>> Begin SUPPLIED PASSAGE
Bamkim Hazra, the MLA of Ganga Sagar, under whose constituency the islands of Ghoramara and Mousuni also fall, has no solution to the problem. Though he was recently appointed chairman of the Gangasagar Bakkhali Development Authority, set up to accelerate development in the region, the MLA responds in the same way that the gram pradhan of Ghoramara did. “Local bodies can do nothing in this case. Only the State and the Centre can do something,” he says during an interaction with journalists at a climate change workshop.

The MLA spoke at length about the Gangasagar Mela, which has been declared a national festival like the Kumbh Mela. Then he spoke about saving the Kapil Muni Temple, which is the seat of an annual pilgrimage. “The sea is advancing at a rate of 15 feet a year and soon the temple will go under,” he pointed out. He said a ₹77 crore sea walling project was the only solution.

An embankment on the island to prevent flooding.

An embankment on the island to prevent flooding.


According to Hazra, over the past few years, about 1,120 families have relocated to Ganga Sagar from Ghoramara. These families have been given about six bighas of land on the island. Some have settled in a locality called Jibantala. Going from one house to another in the locality is a challenge because of the mud. There is no trace of a road.

The last hut at the end of the stretch belongs to Sheikh Safi. He came from Ghoramara to Ganga Sagar with his wife and two children in 2017. A daily wage labourer, Safi says his grandfather had 60 bighas of land in Ghoramara. While the family insists that they had not got any land from the government, the government responded that many people have settled in the land of the forest department, and will have to wait till the land records are changed.

‘A subsiding delta’

Studies over the decades have recorded that the sea level in the area rose from 2.26 mm a year in 2002 to 12 mm in 2014 and by another 2.9 mm in 2019. All these figures are higher than the sea-level rise along the Indian coast (average increase of 1.7 mm a year). It’s a well documented fact that islands have already begun disappearing: Lohachara went under in 2006 and the uninhabited island of New Moore was claimed by the sea in 2011.


At a presentation, Tuhin Ghosh points out that Ganga Sagar, Ghoramara, and Mousuni islands are part of the Hooghly River estuarine system where there has been maximum human intervention. The Farraka Barrage, for instance, changed the sediment circulation pattern. Ghosh says reduced sediment supply in the region has led to changes in river hydrodynamics and coastal erosion. “The rate of erosion here is more than the rate of accretion which is due to sediment starvation,” he adds.
>> End SUPPLIED PASSAGE
>> Begin PROVIDED INFORMATION
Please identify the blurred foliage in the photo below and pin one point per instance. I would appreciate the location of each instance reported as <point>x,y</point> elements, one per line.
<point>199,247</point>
>> End PROVIDED INFORMATION
>> Begin PROVIDED INFORMATION
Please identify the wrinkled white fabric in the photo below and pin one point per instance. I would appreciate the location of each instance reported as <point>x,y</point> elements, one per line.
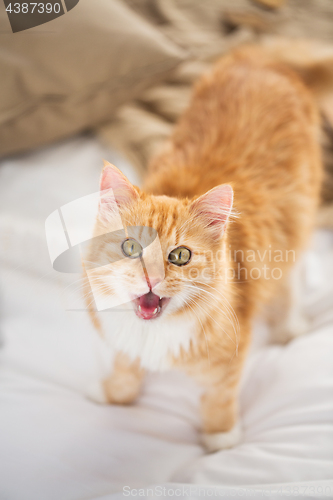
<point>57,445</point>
>> End PROVIDED INFORMATION
▶ TASKS TO COMPLETE
(A) Name every island that the passage on the Ganga Sagar islands mentions.
(B) According to the passage on the Ganga Sagar islands, why does erosion outpace accretion there?

▶ WORKED SOLUTIONS
(A) Ganga Sagar, Ghoramara, Mousuni, Lohachara, New Moore

(B) Tuhin Ghosh attributes it to sediment starvation. Human intervention such as the Farraka Barrage changed the sediment circulation pattern, and the reduced sediment supply has changed river hydrodynamics and caused coastal erosion.